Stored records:
*** Block opens ***

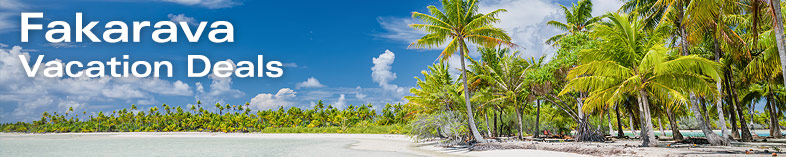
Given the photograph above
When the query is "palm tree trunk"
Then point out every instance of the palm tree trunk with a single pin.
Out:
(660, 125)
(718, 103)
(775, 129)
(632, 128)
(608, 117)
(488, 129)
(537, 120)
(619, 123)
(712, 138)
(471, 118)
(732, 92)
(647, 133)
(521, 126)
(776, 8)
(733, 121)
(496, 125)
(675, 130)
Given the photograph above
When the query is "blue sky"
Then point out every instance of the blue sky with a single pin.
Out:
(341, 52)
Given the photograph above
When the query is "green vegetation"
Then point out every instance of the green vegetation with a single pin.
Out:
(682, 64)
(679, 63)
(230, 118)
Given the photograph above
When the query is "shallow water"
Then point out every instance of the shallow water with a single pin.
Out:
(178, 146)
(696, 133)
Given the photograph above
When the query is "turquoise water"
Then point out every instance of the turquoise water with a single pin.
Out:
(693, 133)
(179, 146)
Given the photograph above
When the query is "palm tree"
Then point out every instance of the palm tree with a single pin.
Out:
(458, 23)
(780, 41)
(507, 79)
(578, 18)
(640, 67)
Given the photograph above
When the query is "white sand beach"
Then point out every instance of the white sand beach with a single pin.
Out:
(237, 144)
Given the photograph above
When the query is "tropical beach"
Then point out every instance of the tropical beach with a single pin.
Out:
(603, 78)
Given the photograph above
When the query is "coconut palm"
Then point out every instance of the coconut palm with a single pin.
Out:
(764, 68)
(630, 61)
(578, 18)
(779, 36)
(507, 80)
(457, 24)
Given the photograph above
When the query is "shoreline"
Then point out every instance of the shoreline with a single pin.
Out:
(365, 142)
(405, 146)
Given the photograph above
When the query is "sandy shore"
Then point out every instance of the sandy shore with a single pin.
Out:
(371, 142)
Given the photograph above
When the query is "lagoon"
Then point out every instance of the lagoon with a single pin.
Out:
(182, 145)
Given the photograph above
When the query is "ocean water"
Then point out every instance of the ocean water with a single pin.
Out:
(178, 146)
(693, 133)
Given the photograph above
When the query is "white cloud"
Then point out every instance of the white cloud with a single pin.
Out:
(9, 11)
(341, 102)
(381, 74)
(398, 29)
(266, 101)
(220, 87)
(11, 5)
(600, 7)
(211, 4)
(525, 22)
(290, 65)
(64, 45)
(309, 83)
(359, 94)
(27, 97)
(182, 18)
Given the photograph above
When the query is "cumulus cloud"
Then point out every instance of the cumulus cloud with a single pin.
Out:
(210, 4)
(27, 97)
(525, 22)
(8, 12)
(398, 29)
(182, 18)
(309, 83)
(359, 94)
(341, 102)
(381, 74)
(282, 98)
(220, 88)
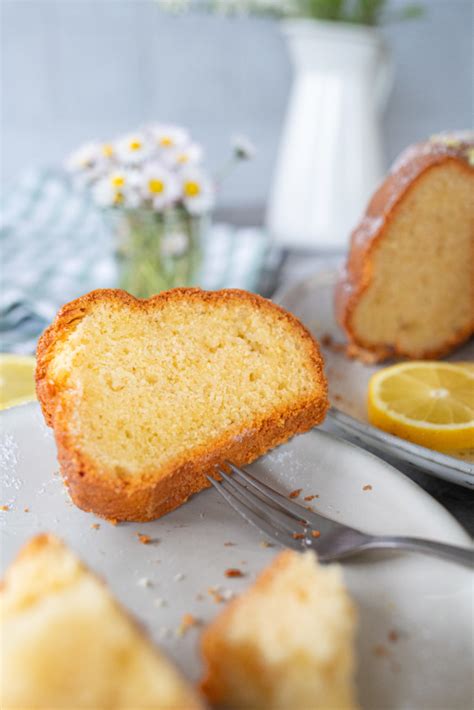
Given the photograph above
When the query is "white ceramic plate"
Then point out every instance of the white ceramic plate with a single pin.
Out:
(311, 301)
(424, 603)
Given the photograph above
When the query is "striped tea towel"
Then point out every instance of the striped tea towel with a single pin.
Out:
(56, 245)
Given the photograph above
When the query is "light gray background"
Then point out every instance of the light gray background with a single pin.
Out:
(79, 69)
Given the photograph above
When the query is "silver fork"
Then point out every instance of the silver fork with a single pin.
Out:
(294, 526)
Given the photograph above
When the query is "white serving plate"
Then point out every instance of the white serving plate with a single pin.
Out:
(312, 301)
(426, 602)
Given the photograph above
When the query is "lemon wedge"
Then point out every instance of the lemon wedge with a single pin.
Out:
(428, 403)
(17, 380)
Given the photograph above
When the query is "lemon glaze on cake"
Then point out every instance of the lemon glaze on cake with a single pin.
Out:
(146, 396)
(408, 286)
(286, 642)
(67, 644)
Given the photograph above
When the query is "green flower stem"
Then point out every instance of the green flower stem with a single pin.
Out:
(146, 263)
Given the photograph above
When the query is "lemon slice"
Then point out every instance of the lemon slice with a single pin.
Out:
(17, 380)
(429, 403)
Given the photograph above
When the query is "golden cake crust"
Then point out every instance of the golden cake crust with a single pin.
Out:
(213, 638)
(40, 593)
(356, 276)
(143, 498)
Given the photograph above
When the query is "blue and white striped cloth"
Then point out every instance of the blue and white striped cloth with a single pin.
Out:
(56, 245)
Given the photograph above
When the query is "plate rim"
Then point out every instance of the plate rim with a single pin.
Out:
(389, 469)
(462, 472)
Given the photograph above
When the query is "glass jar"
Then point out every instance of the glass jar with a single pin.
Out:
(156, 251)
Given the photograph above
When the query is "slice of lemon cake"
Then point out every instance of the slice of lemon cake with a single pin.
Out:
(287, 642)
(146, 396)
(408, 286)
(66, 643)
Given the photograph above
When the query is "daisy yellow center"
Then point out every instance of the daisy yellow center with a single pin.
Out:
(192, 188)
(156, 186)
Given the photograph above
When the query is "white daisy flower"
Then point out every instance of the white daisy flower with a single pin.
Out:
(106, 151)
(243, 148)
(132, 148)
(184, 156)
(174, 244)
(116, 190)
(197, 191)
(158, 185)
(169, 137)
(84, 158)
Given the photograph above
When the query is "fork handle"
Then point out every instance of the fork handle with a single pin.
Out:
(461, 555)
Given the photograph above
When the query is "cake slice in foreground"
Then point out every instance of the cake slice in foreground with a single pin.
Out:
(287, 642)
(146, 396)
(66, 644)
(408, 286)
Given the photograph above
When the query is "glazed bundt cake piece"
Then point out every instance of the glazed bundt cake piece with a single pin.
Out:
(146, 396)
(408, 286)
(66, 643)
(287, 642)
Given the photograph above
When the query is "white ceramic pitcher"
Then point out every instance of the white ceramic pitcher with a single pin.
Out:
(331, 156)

*** Block closes ***

• To do: Return every line above verbatim, pictures excluded.

• Answer space:
Given the photograph above
When the query is "palm tree trunk"
Then point out every instance of the palm tree trunk with a single pin.
Out:
(660, 125)
(718, 103)
(775, 129)
(632, 128)
(608, 117)
(488, 129)
(537, 120)
(619, 123)
(712, 138)
(471, 118)
(732, 92)
(647, 133)
(521, 126)
(776, 8)
(733, 121)
(496, 125)
(675, 130)
Given the photograph above
When the query is "blue sky"
Then point out every instance of the blue sky with a single pin.
Out:
(341, 52)
Given the photograph above
When the query is "green vegetation"
Then point out every instance of the green vegetation with a single pin.
Out:
(682, 64)
(679, 63)
(230, 118)
Given the photograph above
When the query is "shallow water"
Then point out every instance of the shallow water with a single pin.
Out:
(178, 146)
(696, 133)
Given the photograph above
When the query is "turquoise water"
Then point out every instance of the turquoise water with a single pin.
Out:
(693, 133)
(179, 146)
Given the photograph above
When the query is "palm tree"
Then point out every instance of the palm tree with a single pin.
Out:
(458, 23)
(780, 41)
(507, 79)
(578, 18)
(640, 67)
Given the photograph above
When the query is "white sand beach"
Then point out every instance of the white sand beach with a single pin.
Out:
(237, 144)
Given the photograph above
When the query is "tropical beach"
Then point out every instance of the tropical beach with a single pin.
Out:
(603, 78)
Given the photograph above
When the query is "coconut palm"
Then point out every instance of the coconut palm with a single pin.
Out:
(764, 68)
(630, 61)
(578, 18)
(779, 36)
(507, 80)
(457, 24)
Given the photograph above
When the query is "shoreline"
Then point out every instance of the shoreline with a single pin.
Out:
(365, 142)
(405, 146)
Given the photograph above
When the query is "sandy shore"
Then point out every instance of the sandy shore with a single pin.
Out:
(371, 142)
Given the photograph above
When the query is "lagoon"
Then point out every instance of the lagoon with a single pin.
Out:
(182, 145)
Given the photograph above
When the query is "ocean water"
Then point out every instance of the ocean water with a single pin.
Out:
(178, 146)
(693, 133)
Given the photograph above
When the query is "white cloud"
Then point out every instance of the white cloud with a single pin.
Out:
(9, 11)
(341, 102)
(381, 74)
(398, 29)
(266, 101)
(220, 87)
(11, 5)
(600, 7)
(211, 4)
(525, 22)
(290, 65)
(64, 45)
(309, 83)
(359, 94)
(27, 97)
(182, 18)
Given the photograph above
When the query is "cumulus cloud"
Then point out every instance of the cumulus cloud with a single pin.
Out:
(210, 4)
(27, 97)
(525, 22)
(8, 12)
(398, 29)
(182, 18)
(309, 83)
(359, 94)
(341, 102)
(381, 74)
(282, 98)
(220, 88)
Given the photograph above
When the query is "white ceramic plate"
Then point out every instance of the white ceramic plate with a single pin.
Out:
(311, 301)
(424, 603)
Given the photograph above
When the query is "striped tea towel"
Then point out every instance of the striped tea towel with a single pin.
Out:
(56, 245)
Given the photograph above
When the query is "light gray background"
Then point out every instance of the light gray background with a single pin.
Out:
(79, 69)
Given the photograph above
When the query is "silver fork"
Then point out every instance of the silver fork with a single pin.
Out:
(294, 526)
Given the photograph above
When the query is "white serving plate"
Then point out every instance of the white serving plate with a single pin.
Out:
(312, 301)
(426, 602)
Given the photograph above
When the query is "lemon wedge"
Then point out every instance of the lemon wedge with a single pin.
Out:
(428, 403)
(17, 380)
Given the photograph above
When the query is "lemon glaze on cake"
Then point out every instance of the lemon glaze on cake with a single pin.
Out:
(146, 396)
(408, 286)
(286, 642)
(67, 644)
Given the photograph above
When the query is "green flower stem"
Then point out every instance of the green flower stem with a single pin.
Out:
(146, 263)
Given the photograph above
When the query is "lemon slice"
Then point out every instance of the lemon slice with a single pin.
Out:
(17, 380)
(429, 403)
Given the photograph above
When the query is "golden cake crust"
Then point out every instance of the golden cake crust with a single pin.
Out:
(213, 638)
(40, 593)
(356, 276)
(143, 498)
Given the photograph above
When the query is "blue and white striped cloth"
Then point out every instance of the blue and white striped cloth with a single pin.
Out:
(56, 245)
Given the photograph above
When the query is "plate rim"
Then point out every instance of the plate rim with a single pin.
Out:
(389, 469)
(462, 472)
Given the photograph above
When the query is "glass jar"
Then point out every instance of the glass jar with a single pin.
Out:
(156, 251)
Given the photograph above
When the query is "slice of lemon cake"
Then point out every instance of the slice of lemon cake with a single pin.
Out:
(287, 642)
(146, 396)
(408, 286)
(66, 643)
Given the photograph above
When the query is "daisy yellow center"
Then point out every instance of the daisy yellow center with a single pin.
Out:
(192, 188)
(156, 186)
Given the photograph above
When the query is "white daisy flower"
Then point out every instance of the white daisy flower with a single pin.
Out:
(106, 151)
(243, 148)
(132, 148)
(184, 156)
(174, 244)
(116, 190)
(197, 191)
(158, 185)
(169, 137)
(84, 158)
Given the photograph above
When the query is "fork handle"
Then point out every instance of the fork handle with a single pin.
Out:
(461, 555)
Given the photograph above
When the query is "cake slice in foreground"
Then point out every instance of the cake slice in foreground with a single pin.
Out:
(287, 642)
(146, 396)
(66, 644)
(408, 286)
Given the photograph above
When the query is "glazed bundt cake piece"
Then point out every instance of the glazed bundt cake piece with a single pin.
Out:
(146, 396)
(408, 286)
(66, 643)
(287, 642)
Given the photograph above
When the query is "white ceramic pitcher"
Then point out every instance of the white ceramic pitcher with a single pin.
Out:
(331, 156)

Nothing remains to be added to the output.